══ Given data ══

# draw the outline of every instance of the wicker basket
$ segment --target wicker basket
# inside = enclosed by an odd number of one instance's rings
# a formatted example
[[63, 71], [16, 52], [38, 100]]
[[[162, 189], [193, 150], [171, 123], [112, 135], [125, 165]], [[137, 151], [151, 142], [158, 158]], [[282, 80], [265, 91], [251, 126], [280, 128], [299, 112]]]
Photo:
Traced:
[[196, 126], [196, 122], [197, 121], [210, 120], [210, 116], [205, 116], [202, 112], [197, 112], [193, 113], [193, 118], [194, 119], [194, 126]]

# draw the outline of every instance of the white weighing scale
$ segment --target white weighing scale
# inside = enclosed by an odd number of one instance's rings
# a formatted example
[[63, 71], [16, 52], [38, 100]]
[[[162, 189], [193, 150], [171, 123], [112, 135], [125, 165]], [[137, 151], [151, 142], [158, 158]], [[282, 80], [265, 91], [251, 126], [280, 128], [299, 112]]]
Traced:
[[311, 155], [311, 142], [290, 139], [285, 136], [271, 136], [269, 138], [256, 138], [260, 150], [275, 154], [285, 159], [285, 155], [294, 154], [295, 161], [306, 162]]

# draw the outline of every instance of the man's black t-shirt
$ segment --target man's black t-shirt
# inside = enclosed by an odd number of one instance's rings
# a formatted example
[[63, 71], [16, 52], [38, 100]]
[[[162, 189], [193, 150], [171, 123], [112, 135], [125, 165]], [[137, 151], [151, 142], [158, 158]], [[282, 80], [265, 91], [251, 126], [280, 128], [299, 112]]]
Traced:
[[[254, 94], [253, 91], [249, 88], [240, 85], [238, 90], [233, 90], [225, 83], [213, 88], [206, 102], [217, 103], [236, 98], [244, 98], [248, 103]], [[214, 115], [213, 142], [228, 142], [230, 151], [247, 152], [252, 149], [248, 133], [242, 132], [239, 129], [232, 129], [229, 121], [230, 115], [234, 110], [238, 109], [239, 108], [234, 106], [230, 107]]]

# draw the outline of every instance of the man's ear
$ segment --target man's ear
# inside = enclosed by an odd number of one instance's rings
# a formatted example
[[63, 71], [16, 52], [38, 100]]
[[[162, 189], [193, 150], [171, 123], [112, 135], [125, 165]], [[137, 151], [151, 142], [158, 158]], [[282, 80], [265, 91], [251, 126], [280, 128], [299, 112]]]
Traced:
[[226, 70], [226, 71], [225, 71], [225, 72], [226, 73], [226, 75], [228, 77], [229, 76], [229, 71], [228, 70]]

═══

*Brief*
Give all of the material above as a JSON list of strings, with one string for each line and the blank lines left out.

*The completed task*
[
  "# draw the outline of every instance of the wicker basket",
  "$ segment --target wicker basket",
  "# inside = enclosed by an odd number of one instance's rings",
  "# a formatted example",
  "[[63, 71], [16, 52], [38, 100]]",
  "[[[162, 189], [193, 150], [171, 123], [112, 135], [125, 165]], [[137, 151], [151, 142], [158, 158]], [[282, 80], [265, 91], [251, 126], [280, 128], [299, 112]]]",
  "Photo:",
  "Traced:",
  "[[196, 126], [196, 122], [197, 121], [210, 120], [210, 116], [205, 116], [202, 112], [197, 112], [193, 113], [193, 118], [194, 119], [194, 126]]",
  "# draw the outline of every instance of the white weighing scale",
  "$ segment --target white weighing scale",
  "# inside = enclosed by an odd number of one instance's rings",
  "# a formatted example",
  "[[63, 71], [16, 52], [38, 100]]",
  "[[[162, 189], [193, 150], [171, 123], [112, 135], [125, 165]], [[137, 151], [151, 142], [158, 158]], [[282, 80], [265, 91], [251, 126], [280, 128], [299, 112]]]",
  "Traced:",
  "[[311, 155], [311, 142], [290, 139], [285, 136], [271, 136], [269, 138], [256, 138], [260, 150], [275, 154], [285, 159], [285, 155], [294, 154], [295, 161], [306, 162]]",
  "# draw the outline of every instance of the man's black t-shirt",
  "$ segment --target man's black t-shirt",
  "# inside = enclosed by an odd number of one instance's rings",
  "# a formatted example",
  "[[63, 71], [16, 52], [38, 100]]",
  "[[[162, 189], [193, 150], [171, 123], [112, 135], [125, 165]], [[137, 151], [151, 142], [158, 158]], [[282, 80], [265, 91], [251, 126], [280, 128], [299, 112]]]",
  "Traced:",
  "[[[254, 94], [253, 91], [249, 88], [240, 85], [238, 90], [233, 90], [225, 83], [213, 88], [206, 102], [217, 103], [236, 98], [244, 98], [248, 103]], [[214, 115], [213, 142], [228, 142], [230, 151], [247, 152], [252, 149], [248, 133], [242, 132], [239, 129], [232, 129], [229, 121], [230, 115], [234, 110], [238, 109], [239, 108], [234, 106], [230, 107]]]",
  "# draw the outline of every instance of the man's ear",
  "$ segment --target man's ear",
  "# inside = enclosed by an odd number of one instance's rings",
  "# a formatted example",
  "[[63, 71], [16, 52], [38, 100]]",
  "[[[162, 189], [193, 150], [171, 123], [112, 135], [125, 165]], [[137, 151], [151, 142], [158, 158]], [[282, 80], [265, 91], [251, 126], [280, 128], [299, 112]]]",
  "Traced:",
  "[[226, 70], [226, 71], [225, 71], [225, 72], [226, 73], [226, 75], [228, 77], [229, 76], [229, 71], [228, 70]]"
]